GIVEN EXERCISE - From the listing that follows, extract every line and set it down unaltered.

%%

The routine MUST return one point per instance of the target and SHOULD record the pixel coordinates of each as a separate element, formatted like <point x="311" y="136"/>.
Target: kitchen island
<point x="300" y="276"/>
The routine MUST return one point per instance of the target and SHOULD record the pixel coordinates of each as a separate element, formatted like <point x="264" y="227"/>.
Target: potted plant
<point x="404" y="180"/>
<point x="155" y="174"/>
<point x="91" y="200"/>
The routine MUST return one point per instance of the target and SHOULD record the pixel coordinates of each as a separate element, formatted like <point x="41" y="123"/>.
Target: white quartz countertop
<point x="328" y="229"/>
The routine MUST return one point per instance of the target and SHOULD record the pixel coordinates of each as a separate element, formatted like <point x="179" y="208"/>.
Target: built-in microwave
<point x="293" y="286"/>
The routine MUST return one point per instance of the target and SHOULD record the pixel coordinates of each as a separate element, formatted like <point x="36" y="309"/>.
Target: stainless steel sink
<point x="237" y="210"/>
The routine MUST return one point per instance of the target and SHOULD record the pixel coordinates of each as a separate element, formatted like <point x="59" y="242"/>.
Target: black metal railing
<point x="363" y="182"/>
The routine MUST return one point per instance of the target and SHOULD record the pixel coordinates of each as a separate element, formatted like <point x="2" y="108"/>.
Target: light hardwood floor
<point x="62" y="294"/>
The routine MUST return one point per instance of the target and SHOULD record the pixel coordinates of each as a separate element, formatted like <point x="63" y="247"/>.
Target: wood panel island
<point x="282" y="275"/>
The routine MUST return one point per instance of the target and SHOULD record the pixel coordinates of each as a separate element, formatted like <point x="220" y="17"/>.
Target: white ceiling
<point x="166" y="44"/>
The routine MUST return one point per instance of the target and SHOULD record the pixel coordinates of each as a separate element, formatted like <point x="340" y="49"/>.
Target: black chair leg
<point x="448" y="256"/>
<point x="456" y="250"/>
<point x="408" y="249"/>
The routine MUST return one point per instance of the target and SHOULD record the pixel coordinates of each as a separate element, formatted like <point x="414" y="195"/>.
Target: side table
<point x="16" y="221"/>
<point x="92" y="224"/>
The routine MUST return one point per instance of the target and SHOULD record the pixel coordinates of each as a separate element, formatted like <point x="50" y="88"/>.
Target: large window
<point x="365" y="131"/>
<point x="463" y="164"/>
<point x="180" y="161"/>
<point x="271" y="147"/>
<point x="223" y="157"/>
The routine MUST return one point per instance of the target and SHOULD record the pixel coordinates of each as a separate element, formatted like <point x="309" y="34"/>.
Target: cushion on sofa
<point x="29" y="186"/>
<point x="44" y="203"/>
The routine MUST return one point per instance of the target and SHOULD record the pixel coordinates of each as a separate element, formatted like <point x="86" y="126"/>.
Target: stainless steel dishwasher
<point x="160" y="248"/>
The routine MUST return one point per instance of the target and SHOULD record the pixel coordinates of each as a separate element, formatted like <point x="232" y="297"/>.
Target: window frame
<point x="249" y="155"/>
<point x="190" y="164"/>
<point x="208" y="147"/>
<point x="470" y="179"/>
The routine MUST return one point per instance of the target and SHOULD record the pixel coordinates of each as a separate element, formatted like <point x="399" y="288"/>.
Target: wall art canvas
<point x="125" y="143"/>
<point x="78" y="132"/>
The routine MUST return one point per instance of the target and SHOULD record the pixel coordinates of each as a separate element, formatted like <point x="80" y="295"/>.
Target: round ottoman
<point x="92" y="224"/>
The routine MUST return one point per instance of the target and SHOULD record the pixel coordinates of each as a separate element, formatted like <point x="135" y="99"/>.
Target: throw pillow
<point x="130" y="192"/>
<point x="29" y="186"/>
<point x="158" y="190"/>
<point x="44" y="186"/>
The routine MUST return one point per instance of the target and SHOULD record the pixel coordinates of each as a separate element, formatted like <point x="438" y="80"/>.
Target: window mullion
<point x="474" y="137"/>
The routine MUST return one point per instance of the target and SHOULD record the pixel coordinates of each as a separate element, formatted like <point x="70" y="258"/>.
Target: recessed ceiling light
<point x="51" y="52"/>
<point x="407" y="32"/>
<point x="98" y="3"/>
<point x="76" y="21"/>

%%

RESPONSE FOR THIS EXERCISE -
The routine MUST return one point per instance of the target and SHOULD record the pixel coordinates of each as a separate element, formatted like <point x="311" y="136"/>.
Target: kitchen island
<point x="300" y="276"/>
The routine MUST return one point per instance of the target and SHOULD record the pixel coordinates of each as a separate element, formatted like <point x="264" y="227"/>.
Target: potted plant
<point x="404" y="180"/>
<point x="155" y="174"/>
<point x="91" y="200"/>
The routine MUST return one point per instance of the target and SHOULD record the pixel coordinates of each as a separate element, formatted like <point x="41" y="123"/>.
Target: white quartz countertop
<point x="328" y="229"/>
The routine MUST return one point per instance of the target and SHOULD record the pixel coordinates of each as a separate element, formatted like <point x="179" y="208"/>.
Target: built-in microwave
<point x="293" y="286"/>
The routine MUST return one point per instance of the target and SHOULD record the pixel coordinates of each as a separate element, formatted like <point x="36" y="309"/>.
Target: stainless steel sink
<point x="237" y="210"/>
The routine MUST return one point per instance of the target and SHOULD record the pixel coordinates of each as a separate element, formatted like <point x="59" y="242"/>.
Target: black metal railing
<point x="363" y="182"/>
The routine MUST return one point per instance of the target and SHOULD record the pixel coordinates of each as a separate element, formatted like <point x="2" y="108"/>.
Target: light hardwood floor
<point x="62" y="294"/>
The routine MUST return one point per instance of the target and SHOULD record the pixel coordinates of each as a separate element, formatted like <point x="63" y="247"/>.
Target: wood panel island
<point x="282" y="275"/>
The routine MUST return one point per instance of the target and SHOULD record the pixel coordinates of each as a separate element, formatted like <point x="220" y="17"/>.
Target: white ceiling
<point x="166" y="44"/>
The routine MUST return one point per instance of the target and SHOULD record the pixel coordinates of each as a separate element, formatted like <point x="340" y="49"/>.
Target: black chair leg
<point x="448" y="256"/>
<point x="456" y="250"/>
<point x="408" y="249"/>
The routine MUST return one point per instance of the target and SHOULD record the pixel coordinates of each as a separate element, formatted like <point x="414" y="195"/>.
Target: side table
<point x="16" y="221"/>
<point x="92" y="224"/>
The routine MUST return one point per instance of the target and SHOULD record the pixel coordinates of each as a separate element, formatted like <point x="50" y="88"/>.
Target: large window
<point x="365" y="131"/>
<point x="463" y="164"/>
<point x="180" y="161"/>
<point x="271" y="147"/>
<point x="223" y="157"/>
The routine MUST return one point per instance of the target and SHOULD record the pixel coordinates of each as a separate element, formatted like <point x="309" y="34"/>.
Target: cushion on sofa
<point x="29" y="186"/>
<point x="44" y="203"/>
The routine MUST return one point per instance of the target and SHOULD record the pixel coordinates of each as a separate element, formatted like <point x="86" y="126"/>.
Target: stainless steel dishwasher
<point x="160" y="248"/>
The routine MUST return one point per instance of the target and SHOULD record the pixel coordinates of each as a separate element, formatted like <point x="232" y="297"/>.
Target: window frame
<point x="249" y="155"/>
<point x="190" y="164"/>
<point x="208" y="147"/>
<point x="470" y="179"/>
The routine MUST return one point per instance of the target and SHOULD record the pixel coordinates of each as a separate element, formatted like <point x="399" y="288"/>.
Target: wall art canvas
<point x="125" y="143"/>
<point x="78" y="132"/>
The routine MUST return one point per instance of the target and SHOULD record the pixel coordinates of each as a separate element, formatted like <point x="80" y="295"/>.
Target: round ottoman
<point x="92" y="224"/>
The routine MUST return one point per instance of the target and SHOULD record the pixel coordinates of each as a separate element, formatted like <point x="135" y="99"/>.
Target: throw pillow
<point x="130" y="192"/>
<point x="29" y="186"/>
<point x="158" y="190"/>
<point x="44" y="186"/>
The routine MUST return one point per instance of the target and SHOULD record the pixel coordinates of each as a separate element, formatted like <point x="438" y="80"/>.
Target: window mullion
<point x="474" y="137"/>
The routine MUST return one point per instance of the target and SHOULD record the pixel coordinates of each as a separate element, formatted like <point x="70" y="258"/>.
Target: recessed ceiling light
<point x="51" y="52"/>
<point x="407" y="32"/>
<point x="98" y="3"/>
<point x="76" y="21"/>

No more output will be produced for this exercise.